> 短い課題 1
データの先頭の行から「73 109 L 76」を含む行まで（両端を含む）を、「white concrete structure」を「white stone structure」に置き換えて書き直せ。ほかの部分は一切変えず、その範囲の行だけを示すこと。

アベマプライム火曜日(7月9日)での田村淳さんの言葉。

僕はすぐ隣で、その言葉を聞いて大きく頷いていた。
放送時間がのこりわずかだったので、それ以上話を広げられなかったが、実は僕もまったく同じことを思っている。


なぜ、お金より人間関係か

この日、金融教育の専門家として、僕はスタジオに呼ばれていた。
高校でも金融教育が始まっているが、内容が資産運用の話に偏っていて、証券会社の客を育てるだけの教育になってしまっている。その問題について番組でとりあげてもらった。

番組の趣旨とズレるので話さなかったが、学校の講演でいつも話していることがある。

「お金よりも仲間のほうが圧倒的に大事です」

道徳的なキレイごとを言っているわけではない。
マネー資本主義ど真ん中の会社で働いてきた僕が道徳的な話をしても説得力がない。これは、お金という道具の正体について考えた上での当然の帰結だった。

そもそもお金とは何か。

まだ貨幣が存在しない大昔、僕らはいくつかの家族と一緒に村を作って助け合って生きていた。とはいえ、小さい村社会の中ではできることは限られる。魚採りが上手い人がいなければ魚は食べられない。

貨幣を使用するようになると、他の村と交易をするようになり、徐々に社会は広がっていく。たとえば、自分の村で採れた栗を売ってお金に換えて、そのお金で魚を買うことができるようになる。

お金が魚に変わったのではない。お金を支払うことで、魚採りがうまい人に協力してもらえるようになったのだ。

お金を払って物やサービスが手に入れるという行為は、お金を払って協力してもらうという行為ともいえる。
(この話をすると人件費以外にも材料費がかかるという反論がしばしば返ってくるが、その材料もまた誰かが作っている。話すと長くなるが、くわしくは自著「きみのお金は誰のため」に書いている)

つまり、お金という道具の根源的な価値は、自分のために協力してくれる仲間を広げられるということにある。

とはいえ、お金を払えば誰もが協力してくれるというわけではない。
たとえば大谷翔平にどれだけお金を積んでも、ホームランの打ち方を教えてもらうことはできない(おそらく)。しかし、チームメートや仲間だったら教えてもらえる。

お金と仲間の関係

お金があれば、知らない人が協力してもらえるかもしれない、ということにすぎない。

そう考えれば、仲間はお金よりも圧倒的に大事だし、これはキレイごとでもなんでもなく当たり前の話だ。
だから、「人間関係という資産が一番重要だと思って生きている」という言葉は僕は大きく頷いて聞いていた。


どうすれば仲間が増えるか

愛すべきキャラであれば仲間を増やすことはたやすいが、キャラ変することは難しい。

では、どうすれば仲間が増えるのか?

”同じ目的を共有することが大事”
と、僕が『きみのお金は誰のため』の中で書いているのは、まさにその答えだ。

> 処理するデータ
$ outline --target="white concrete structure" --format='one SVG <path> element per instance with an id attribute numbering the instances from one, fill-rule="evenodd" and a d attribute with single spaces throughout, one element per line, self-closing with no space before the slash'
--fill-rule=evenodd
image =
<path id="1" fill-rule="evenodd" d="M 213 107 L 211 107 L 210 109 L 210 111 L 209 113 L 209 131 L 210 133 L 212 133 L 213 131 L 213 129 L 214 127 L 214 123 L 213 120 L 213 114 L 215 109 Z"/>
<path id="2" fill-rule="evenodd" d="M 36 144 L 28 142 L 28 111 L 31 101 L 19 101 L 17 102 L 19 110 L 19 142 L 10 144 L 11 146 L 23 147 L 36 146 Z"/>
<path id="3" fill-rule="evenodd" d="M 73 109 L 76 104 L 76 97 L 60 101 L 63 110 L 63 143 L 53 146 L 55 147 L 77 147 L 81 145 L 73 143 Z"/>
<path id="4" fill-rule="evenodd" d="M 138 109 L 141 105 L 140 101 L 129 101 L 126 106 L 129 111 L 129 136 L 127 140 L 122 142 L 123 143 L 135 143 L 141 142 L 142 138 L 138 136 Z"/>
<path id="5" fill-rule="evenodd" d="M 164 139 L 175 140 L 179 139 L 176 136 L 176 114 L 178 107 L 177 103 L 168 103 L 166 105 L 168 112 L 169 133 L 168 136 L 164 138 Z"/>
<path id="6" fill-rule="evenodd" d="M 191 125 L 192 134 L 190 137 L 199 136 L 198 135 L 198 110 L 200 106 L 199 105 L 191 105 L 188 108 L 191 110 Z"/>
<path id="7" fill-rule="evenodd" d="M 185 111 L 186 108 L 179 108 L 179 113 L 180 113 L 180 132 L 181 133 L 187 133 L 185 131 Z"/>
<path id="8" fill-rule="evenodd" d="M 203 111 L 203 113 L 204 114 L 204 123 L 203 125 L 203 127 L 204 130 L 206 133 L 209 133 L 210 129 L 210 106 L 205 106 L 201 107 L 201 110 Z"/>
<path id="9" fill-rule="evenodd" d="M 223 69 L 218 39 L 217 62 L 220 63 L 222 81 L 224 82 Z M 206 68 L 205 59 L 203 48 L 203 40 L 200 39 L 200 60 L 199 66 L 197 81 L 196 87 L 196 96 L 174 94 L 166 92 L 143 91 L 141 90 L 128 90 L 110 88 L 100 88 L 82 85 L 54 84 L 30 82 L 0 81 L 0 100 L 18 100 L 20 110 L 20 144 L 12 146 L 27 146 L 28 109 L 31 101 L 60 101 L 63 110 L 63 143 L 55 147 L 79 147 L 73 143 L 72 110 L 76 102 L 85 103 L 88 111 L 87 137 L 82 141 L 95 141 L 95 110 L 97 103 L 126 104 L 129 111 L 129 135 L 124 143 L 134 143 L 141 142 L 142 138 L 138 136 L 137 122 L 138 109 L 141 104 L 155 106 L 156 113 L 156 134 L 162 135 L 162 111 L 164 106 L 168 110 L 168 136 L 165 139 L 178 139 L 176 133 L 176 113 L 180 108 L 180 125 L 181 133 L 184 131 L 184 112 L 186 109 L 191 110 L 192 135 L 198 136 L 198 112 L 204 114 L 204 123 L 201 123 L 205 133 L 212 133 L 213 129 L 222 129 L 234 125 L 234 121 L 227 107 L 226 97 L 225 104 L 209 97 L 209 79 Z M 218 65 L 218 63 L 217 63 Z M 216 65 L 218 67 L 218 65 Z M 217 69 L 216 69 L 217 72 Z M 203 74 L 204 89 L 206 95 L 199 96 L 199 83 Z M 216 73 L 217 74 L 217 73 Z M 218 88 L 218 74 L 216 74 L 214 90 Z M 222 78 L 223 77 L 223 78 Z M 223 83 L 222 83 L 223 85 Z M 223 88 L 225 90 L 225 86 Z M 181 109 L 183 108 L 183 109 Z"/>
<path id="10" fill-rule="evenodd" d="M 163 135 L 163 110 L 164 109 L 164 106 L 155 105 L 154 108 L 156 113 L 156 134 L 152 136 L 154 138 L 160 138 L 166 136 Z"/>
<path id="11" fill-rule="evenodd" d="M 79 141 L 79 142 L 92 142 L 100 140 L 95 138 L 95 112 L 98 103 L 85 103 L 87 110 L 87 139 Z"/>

> 短い課題 2
読む文章で、筆者はこの日、何の専門家としてスタジオに呼ばれていたか。

> 解答 1
$ outline --target="white stone structure" --format='one SVG <path> element per instance with an id attribute numbering the instances from one, fill-rule="evenodd" and a d attribute with single spaces throughout, one element per line, self-closing with no space before the slash'
--fill-rule=evenodd
image =
<path id="1" fill-rule="evenodd" d="M 213 107 L 211 107 L 210 109 L 210 111 L 209 113 L 209 131 L 210 133 L 212 133 L 213 131 L 213 129 L 214 127 L 214 123 L 213 120 L 213 114 L 215 109 Z"/>
<path id="2" fill-rule="evenodd" d="M 36 144 L 28 142 L 28 111 L 31 101 L 19 101 L 17 102 L 19 110 L 19 142 L 10 144 L 11 146 L 23 147 L 36 146 Z"/>
<path id="3" fill-rule="evenodd" d="M 73 109 L 76 104 L 76 97 L 60 101 L 63 110 L 63 143 L 53 146 L 55 147 L 77 147 L 81 145 L 73 143 Z"/>

> 解答 2
金融教育の専門家として呼ばれていた。